Can you turn every line of the material below into a numbered list, skipping any blank lines?

BEGIN Supplied information

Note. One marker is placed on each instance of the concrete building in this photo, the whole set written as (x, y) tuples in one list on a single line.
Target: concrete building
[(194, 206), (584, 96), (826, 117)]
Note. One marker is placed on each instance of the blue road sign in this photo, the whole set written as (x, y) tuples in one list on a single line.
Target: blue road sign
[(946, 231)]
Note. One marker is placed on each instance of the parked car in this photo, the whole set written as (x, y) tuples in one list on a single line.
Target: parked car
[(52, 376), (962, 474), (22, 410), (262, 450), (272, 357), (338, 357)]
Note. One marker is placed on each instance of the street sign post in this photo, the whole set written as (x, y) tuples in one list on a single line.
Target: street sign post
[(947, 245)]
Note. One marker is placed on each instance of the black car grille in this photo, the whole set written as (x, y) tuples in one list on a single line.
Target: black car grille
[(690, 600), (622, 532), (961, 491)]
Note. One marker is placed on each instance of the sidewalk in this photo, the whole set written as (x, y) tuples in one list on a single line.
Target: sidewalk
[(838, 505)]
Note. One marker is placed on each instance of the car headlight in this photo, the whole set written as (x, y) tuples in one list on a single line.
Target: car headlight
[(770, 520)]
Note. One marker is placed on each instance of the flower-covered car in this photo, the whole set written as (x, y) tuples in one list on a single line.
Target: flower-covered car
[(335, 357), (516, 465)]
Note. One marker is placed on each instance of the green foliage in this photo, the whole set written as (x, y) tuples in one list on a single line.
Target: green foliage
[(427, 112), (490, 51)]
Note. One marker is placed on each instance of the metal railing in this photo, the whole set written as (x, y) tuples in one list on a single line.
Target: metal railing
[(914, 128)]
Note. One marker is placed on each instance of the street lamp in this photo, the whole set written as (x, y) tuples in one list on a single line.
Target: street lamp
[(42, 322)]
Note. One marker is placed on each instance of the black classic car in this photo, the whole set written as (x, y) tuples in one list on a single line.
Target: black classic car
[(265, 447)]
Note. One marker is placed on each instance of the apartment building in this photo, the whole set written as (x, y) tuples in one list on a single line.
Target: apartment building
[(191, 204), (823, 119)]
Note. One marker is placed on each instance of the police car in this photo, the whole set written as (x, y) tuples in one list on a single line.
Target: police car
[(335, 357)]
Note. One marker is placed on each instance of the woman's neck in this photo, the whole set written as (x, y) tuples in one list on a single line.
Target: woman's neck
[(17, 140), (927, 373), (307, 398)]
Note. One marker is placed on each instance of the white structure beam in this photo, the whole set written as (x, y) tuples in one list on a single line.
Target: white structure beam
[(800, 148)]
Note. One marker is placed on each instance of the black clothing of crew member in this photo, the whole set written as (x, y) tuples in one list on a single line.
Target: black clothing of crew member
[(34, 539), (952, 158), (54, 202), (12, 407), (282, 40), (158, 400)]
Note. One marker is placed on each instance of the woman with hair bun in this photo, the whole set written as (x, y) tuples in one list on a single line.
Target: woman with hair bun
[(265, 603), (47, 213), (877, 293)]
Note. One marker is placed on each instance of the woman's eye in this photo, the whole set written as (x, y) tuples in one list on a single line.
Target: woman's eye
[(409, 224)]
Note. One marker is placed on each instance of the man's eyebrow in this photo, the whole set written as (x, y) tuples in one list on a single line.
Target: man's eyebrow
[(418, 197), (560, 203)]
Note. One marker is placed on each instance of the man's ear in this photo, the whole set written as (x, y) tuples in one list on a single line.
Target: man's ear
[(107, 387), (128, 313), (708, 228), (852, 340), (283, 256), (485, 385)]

END Supplied information

_Output for this exercise_.
1. Note. One marker is placed on each instance of the concrete building in this photo, the whole set written as (x, y) tuples in one list on a single line.
2. Target: concrete building
3. [(194, 206), (584, 96), (826, 117)]
4. Note. One marker is placed on each instance of the blue road sign in this photo, the whole set written as (x, y) tuples in one list on a single line.
5. Target: blue road sign
6. [(946, 231)]
7. Note. One marker is placed on each instance of the parked car in this photo, the whole set written as (x, y) tuples in one list on a single line.
8. Target: parked car
9. [(52, 376), (962, 474), (22, 410), (262, 450), (272, 357), (338, 357)]
10. Note. One marker is placed on each instance of the street sign post in this photo, the whole set written as (x, y) tuples in one list on a single line.
11. Target: street sign post
12. [(947, 245)]
13. Note. One marker is placed on each instance of the black car grille in this photo, the whole set written as (x, y) tuples in one list on a single line.
14. Target: black car grille
15. [(690, 600), (622, 532), (961, 491)]
16. Note. One marker is placed on each instance of the sidewalk in this photo, the whole set written as (x, y) tuples in one list on a single line.
17. Target: sidewalk
18. [(838, 505)]
19. Note. One marker is placed on each instance of the car headlight in this photo, the whole set written as (x, y) tuples in one list on a single line.
20. Target: car headlight
21. [(770, 520)]
22. Note. One marker is placed on each instance of the flower-covered car in this photo, the whole set written as (x, y) tuples in one list on a single line.
23. Target: flower-covered car
24. [(335, 357), (516, 465)]
25. Note. One marker is placed on each instance of the green foliage in this photo, the whole set written as (x, y) tuples in one list on a single line.
26. Target: green foliage
27. [(427, 112), (490, 51)]
28. Note. One marker is placed on each instance of the metal railing in this photo, the whole set written as (x, y) tuples in one list on a single line.
29. Target: metal railing
30. [(914, 128)]
31. Note. One marker is placed on each instance of the street lamp in this photo, the whole set written as (x, y) tuples in one list on a single line.
32. Target: street lamp
33. [(42, 322)]
34. Note. One marker is placed on each instance of the black classic car in this photo, the whole set written as (x, y) tuples in one list on a single line.
35. Target: black classic car
36. [(265, 447)]
37. Note. One marker is placed on each instance of the apartment building in this photo, the whole set written as (x, y) tuples in one list on a single line.
38. Target: apartment building
39. [(191, 204), (823, 119)]
40. Note. One marker is placed on each instance of the police car in this photo, the whole set written as (x, y) tuples in one list on a single line.
41. Target: police car
42. [(335, 357)]
43. Note. One marker is placed on each instance of the woman's neck in this photo, the whole set written as (x, y) tuples in one list on a single line.
44. Target: woman's neck
45. [(17, 140), (927, 373), (307, 398)]
46. Note. One marker is placed on each instance of the white structure beam in this photo, the whole set written as (x, y) tuples in one list on a single line.
47. Target: white structure beam
48. [(800, 148)]
49. Note. One marker is placed on each instance of the black clothing of crew member in this photo, the whole set written as (x, y) tuples in one list on a single line.
50. Target: black clothing of crew member
51. [(34, 539), (952, 158), (54, 202), (12, 407), (282, 40), (158, 400)]
52. Note. One marker is placed on each instance of the woman with hair bun in this photo, the whole set written as (x, y) tuples in one list on a single line.
53. Target: woman with hair bun
54. [(265, 603), (47, 213), (877, 293)]
55. Note. One marker is placed on each instance of the woman's eye in this photo, the whole set written as (x, y) tuples in one list on a single line.
56. Target: woman's eye
57. [(409, 224)]
58. Note. One marker is placed on each instance of the man's eyebrow in this photo, the whole set written as (x, y) tuples in one list on a single line.
59. Target: man's eyebrow
60. [(418, 197), (560, 203)]
61. Note. One marker is placed on each instance of the man's ear in this photo, the whole set written as (x, y) tuples in one list on a single line.
62. Target: man's ear
63. [(107, 387), (128, 313), (708, 228), (852, 340), (283, 256), (485, 385)]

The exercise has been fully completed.